Every record must be restated exactly as written.

____ Information supplied

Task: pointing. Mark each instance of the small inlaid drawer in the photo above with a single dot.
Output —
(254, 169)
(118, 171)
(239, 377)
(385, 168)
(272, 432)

________

• Answer area:
Task: pointing. Mark each instance of the small inlaid drawer in the photo above with a single dot.
Output —
(254, 169)
(118, 171)
(239, 377)
(385, 168)
(272, 432)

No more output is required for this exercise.